◆ **YOUR TASK**
Write out the whole listing. Leave out nothing.
------------------------------------------------
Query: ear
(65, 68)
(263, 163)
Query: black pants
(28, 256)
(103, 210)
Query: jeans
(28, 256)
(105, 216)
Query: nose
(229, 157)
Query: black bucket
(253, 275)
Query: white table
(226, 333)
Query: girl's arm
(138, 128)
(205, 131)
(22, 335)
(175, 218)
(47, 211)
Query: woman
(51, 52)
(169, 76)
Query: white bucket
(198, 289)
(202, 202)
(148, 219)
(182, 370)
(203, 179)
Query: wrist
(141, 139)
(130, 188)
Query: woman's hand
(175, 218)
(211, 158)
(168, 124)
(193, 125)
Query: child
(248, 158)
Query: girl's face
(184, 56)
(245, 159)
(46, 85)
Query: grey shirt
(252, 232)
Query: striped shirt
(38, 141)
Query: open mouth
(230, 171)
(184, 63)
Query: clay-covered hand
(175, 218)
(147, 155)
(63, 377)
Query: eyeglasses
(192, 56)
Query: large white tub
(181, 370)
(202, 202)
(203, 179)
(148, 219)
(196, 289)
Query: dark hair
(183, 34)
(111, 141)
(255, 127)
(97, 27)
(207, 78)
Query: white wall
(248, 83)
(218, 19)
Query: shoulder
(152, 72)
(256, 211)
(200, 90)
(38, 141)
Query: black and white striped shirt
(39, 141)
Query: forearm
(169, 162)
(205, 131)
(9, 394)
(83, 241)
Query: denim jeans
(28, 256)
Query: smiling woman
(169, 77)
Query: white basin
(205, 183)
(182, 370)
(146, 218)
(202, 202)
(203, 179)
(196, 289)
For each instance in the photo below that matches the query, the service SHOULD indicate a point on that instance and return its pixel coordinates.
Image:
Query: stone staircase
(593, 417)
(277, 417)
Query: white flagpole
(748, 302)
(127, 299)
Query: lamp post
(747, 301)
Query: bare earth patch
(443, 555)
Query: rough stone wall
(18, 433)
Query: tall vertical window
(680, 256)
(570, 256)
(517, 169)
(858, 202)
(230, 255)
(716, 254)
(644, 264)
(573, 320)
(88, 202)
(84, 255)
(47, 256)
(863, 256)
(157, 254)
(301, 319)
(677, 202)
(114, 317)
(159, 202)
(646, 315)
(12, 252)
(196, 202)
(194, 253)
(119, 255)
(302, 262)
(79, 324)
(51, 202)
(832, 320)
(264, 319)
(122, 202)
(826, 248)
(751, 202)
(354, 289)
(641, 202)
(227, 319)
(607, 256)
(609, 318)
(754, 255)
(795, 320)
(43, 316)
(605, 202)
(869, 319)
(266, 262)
------------------------------------------------
◆ **THE COMPLETED TASK**
Query: ear
(65, 68)
(263, 163)
Query: black pants
(28, 256)
(103, 210)
Query: jeans
(28, 256)
(105, 216)
Query: nose
(229, 157)
Query: black bucket
(253, 275)
Query: white table
(226, 333)
Query: girl's arm
(138, 128)
(205, 131)
(22, 335)
(175, 218)
(47, 211)
Query: woman
(51, 52)
(169, 76)
Query: white bucket
(198, 289)
(202, 202)
(148, 219)
(182, 370)
(203, 179)
Query: wrist
(141, 139)
(130, 188)
Query: woman's hand
(175, 218)
(211, 158)
(168, 124)
(193, 125)
Query: child
(248, 158)
Query: girl's face
(184, 56)
(245, 159)
(46, 85)
Query: grey shirt
(252, 232)
Query: striped shirt
(38, 141)
Query: open mouth
(230, 171)
(184, 63)
Query: clay-covered hand
(175, 218)
(147, 155)
(63, 377)
Query: eyeglasses
(192, 56)
Query: large white tub
(181, 370)
(202, 202)
(203, 179)
(148, 219)
(196, 289)
Query: dark hair
(183, 34)
(111, 141)
(255, 127)
(97, 27)
(207, 78)
Query: white wall
(248, 83)
(218, 19)
Query: shoulder
(152, 72)
(256, 211)
(200, 90)
(38, 141)
Query: black and white striped shirt
(39, 141)
Query: forearm
(169, 162)
(205, 131)
(9, 394)
(83, 241)
Query: denim jeans
(28, 256)
Query: smiling woman
(169, 77)
Query: white basin
(205, 183)
(182, 370)
(146, 218)
(202, 202)
(203, 179)
(196, 289)
For each instance in the photo below that matches the query, the service SHOULD indicate a point on that instance and return its pixel coordinates.
Image:
Query: stone staircase
(593, 417)
(277, 417)
Query: white flagpole
(748, 302)
(127, 299)
Query: lamp post
(747, 301)
Query: bare earth patch
(443, 555)
Query: rough stone wall
(18, 433)
Query: tall vertical window
(680, 256)
(570, 256)
(517, 169)
(858, 202)
(230, 255)
(716, 254)
(644, 264)
(573, 320)
(88, 202)
(84, 255)
(47, 256)
(863, 256)
(157, 254)
(301, 319)
(677, 202)
(114, 317)
(159, 202)
(646, 315)
(12, 252)
(196, 202)
(194, 253)
(119, 255)
(302, 262)
(79, 324)
(51, 202)
(832, 320)
(264, 319)
(122, 202)
(826, 248)
(751, 202)
(354, 289)
(641, 202)
(227, 319)
(607, 256)
(609, 318)
(754, 255)
(795, 320)
(43, 316)
(605, 202)
(869, 319)
(266, 262)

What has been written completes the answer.